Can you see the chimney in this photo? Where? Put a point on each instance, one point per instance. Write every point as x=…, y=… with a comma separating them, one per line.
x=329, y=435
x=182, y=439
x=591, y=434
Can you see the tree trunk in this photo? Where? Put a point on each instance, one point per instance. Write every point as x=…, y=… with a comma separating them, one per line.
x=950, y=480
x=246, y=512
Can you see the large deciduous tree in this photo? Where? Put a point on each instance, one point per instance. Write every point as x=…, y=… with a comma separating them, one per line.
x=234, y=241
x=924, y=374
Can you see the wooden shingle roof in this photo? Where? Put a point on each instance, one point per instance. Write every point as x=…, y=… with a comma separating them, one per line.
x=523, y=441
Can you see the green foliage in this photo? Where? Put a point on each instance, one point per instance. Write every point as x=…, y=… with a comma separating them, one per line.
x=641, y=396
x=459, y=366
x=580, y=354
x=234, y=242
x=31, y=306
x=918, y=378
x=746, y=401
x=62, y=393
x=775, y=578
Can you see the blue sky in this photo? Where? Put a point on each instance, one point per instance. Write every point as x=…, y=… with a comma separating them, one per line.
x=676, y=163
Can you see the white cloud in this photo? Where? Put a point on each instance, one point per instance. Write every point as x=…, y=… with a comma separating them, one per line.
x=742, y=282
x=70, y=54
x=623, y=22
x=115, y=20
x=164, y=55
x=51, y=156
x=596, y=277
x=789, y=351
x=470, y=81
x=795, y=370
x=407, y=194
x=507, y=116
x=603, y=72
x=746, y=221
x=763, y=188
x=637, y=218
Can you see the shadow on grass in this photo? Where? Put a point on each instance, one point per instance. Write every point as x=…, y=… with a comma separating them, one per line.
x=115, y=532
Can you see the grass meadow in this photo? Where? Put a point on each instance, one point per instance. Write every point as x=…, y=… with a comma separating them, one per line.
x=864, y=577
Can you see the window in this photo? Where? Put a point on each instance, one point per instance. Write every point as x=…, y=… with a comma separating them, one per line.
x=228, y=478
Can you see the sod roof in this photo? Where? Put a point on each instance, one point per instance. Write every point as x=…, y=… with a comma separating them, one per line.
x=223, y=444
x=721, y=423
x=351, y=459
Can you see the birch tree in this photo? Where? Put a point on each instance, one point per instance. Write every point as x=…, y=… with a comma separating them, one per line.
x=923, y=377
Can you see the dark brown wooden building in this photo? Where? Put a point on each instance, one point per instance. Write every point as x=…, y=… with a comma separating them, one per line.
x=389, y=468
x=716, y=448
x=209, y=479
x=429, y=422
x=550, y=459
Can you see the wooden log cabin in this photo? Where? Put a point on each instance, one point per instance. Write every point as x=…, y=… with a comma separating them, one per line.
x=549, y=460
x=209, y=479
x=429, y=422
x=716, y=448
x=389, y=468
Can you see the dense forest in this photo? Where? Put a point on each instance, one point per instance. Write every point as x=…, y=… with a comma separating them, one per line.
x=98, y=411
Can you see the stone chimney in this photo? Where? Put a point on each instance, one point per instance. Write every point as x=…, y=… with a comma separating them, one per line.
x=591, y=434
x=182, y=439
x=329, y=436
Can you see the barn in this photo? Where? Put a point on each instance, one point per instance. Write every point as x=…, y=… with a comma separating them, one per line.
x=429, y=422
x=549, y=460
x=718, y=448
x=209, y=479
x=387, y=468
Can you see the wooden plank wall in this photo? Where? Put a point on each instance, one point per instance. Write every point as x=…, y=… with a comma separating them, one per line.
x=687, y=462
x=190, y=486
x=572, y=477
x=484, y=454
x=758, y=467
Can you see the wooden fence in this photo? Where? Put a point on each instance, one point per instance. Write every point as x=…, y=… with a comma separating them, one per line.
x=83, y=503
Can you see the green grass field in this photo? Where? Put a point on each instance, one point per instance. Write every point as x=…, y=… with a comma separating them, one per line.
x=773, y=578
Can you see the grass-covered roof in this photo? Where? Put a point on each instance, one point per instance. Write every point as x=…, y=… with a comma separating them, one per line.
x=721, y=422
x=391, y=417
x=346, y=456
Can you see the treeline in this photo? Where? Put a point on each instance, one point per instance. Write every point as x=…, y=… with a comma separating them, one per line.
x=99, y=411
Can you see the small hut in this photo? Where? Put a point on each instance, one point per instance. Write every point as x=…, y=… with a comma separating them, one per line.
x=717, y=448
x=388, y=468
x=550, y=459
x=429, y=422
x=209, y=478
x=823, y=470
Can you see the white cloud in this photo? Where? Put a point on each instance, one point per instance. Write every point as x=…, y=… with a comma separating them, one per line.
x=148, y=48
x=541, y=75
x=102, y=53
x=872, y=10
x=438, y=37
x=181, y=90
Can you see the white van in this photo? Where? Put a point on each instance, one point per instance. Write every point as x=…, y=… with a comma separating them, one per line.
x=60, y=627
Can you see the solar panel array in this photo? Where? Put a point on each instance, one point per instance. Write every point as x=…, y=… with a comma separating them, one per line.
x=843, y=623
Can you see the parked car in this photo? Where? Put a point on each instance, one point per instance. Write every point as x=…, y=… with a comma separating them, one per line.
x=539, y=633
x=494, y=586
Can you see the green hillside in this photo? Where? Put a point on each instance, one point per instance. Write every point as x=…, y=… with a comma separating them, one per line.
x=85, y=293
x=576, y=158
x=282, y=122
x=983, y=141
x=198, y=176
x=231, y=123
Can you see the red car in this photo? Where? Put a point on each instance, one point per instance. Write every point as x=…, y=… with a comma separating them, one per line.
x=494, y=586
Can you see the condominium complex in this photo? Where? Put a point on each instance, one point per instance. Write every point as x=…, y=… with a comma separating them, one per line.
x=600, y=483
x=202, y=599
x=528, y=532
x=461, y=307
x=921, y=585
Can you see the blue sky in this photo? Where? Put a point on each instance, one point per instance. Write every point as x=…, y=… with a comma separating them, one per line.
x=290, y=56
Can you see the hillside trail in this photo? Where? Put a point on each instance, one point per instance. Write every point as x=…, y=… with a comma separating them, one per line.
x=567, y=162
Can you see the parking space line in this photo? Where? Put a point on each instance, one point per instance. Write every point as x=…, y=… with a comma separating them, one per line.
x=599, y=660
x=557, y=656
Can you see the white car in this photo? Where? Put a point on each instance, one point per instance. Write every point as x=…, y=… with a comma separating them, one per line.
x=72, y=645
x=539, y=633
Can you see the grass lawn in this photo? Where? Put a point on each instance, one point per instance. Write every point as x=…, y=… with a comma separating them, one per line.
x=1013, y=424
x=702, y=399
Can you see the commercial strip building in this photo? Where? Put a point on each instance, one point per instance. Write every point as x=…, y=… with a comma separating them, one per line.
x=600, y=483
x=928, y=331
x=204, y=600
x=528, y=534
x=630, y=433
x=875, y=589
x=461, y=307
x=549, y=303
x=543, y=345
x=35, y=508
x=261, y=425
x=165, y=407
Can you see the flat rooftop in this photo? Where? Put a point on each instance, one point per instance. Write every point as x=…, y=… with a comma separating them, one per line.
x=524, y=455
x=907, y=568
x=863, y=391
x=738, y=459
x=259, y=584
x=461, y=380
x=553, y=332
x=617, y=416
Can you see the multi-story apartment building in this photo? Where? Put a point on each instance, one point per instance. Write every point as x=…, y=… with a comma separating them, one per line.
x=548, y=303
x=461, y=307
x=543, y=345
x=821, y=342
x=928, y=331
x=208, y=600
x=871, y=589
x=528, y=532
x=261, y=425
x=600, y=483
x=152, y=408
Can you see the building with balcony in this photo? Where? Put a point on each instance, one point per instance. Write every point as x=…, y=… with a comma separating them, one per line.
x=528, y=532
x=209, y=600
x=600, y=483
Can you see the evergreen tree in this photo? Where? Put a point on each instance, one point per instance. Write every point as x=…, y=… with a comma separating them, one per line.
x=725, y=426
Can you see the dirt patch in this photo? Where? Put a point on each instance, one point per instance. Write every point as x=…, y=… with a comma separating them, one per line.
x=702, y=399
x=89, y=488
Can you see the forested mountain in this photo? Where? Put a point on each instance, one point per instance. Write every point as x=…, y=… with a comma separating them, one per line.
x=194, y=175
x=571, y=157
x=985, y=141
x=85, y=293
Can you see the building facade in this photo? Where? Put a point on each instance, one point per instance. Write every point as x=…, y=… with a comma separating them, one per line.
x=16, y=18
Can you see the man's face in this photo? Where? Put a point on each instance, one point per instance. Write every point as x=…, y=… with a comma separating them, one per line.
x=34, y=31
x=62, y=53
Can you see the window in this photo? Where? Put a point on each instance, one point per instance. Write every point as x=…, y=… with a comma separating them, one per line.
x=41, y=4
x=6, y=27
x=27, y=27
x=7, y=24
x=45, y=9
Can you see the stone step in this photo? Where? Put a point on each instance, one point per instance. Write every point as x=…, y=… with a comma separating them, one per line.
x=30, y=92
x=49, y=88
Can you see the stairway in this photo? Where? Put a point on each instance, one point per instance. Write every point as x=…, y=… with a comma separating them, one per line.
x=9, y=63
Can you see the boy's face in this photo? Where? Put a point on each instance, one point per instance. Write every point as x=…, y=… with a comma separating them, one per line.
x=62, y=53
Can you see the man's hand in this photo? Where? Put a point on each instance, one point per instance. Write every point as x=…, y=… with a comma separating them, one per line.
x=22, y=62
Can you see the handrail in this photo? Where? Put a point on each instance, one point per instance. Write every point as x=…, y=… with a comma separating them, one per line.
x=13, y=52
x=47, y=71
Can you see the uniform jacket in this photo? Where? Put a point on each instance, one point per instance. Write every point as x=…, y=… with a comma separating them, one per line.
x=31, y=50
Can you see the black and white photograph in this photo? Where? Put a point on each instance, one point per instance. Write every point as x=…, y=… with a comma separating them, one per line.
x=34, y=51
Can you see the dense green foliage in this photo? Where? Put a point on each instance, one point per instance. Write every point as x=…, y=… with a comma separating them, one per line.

------

*EXERCISE TASK*:
Return the lines of the data above exactly as they appear, starting with the line containing "Can you see the large" and going on through the line containing "x=351, y=459", with both of those lines included.

*THE RESULT*:
Can you see the large deciduous tree in this photo? Where? Put a point on each instance, one point per instance. Write every point as x=…, y=… with a comma separating them, one per line.
x=234, y=241
x=924, y=374
Can you see the wooden shingle roof in this photo? Where? Put a point on each instance, one point per instance. Write every point as x=…, y=… with a comma separating them, one per line.
x=523, y=441
Can you see the green foliage in this photo? Where? Put a point on each instance, one point per instance. Write every point as x=…, y=… with a comma separating them, one per line.
x=641, y=396
x=459, y=366
x=580, y=354
x=234, y=242
x=31, y=306
x=918, y=378
x=746, y=401
x=62, y=393
x=775, y=578
Can you see the blue sky in this photo? Where? Put a point on each instance, one point per instance. Write every point as x=…, y=… with a comma separating them, one per line.
x=676, y=163
Can you see the white cloud in this photo? Where? Put a point on each instance, one point per instance. Write every point as x=…, y=… with a comma separating them, one per line.
x=742, y=282
x=70, y=54
x=623, y=22
x=115, y=20
x=164, y=55
x=51, y=156
x=596, y=277
x=789, y=351
x=470, y=81
x=795, y=370
x=407, y=194
x=507, y=116
x=603, y=72
x=746, y=221
x=763, y=188
x=637, y=218
Can you see the shadow on grass in this photo? Where? Put a point on each instance, one point per instance. Write every point as x=…, y=… with a comma separating them, one per line.
x=115, y=532
Can you see the grass meadow in this photo? Where? Put a point on each instance, one point per instance. Write every point as x=…, y=… with a comma separating them, one per line.
x=864, y=577
Can you see the window in this photo? Where? Put a point on each instance, one point per instance. Write every point as x=…, y=… with a comma separating them, one per line.
x=228, y=478
Can you see the sod roof in this photo? Where? Put a point on each instance, one point per instance. Write every point as x=…, y=… with a comma separating them, one per line.
x=223, y=444
x=721, y=423
x=351, y=459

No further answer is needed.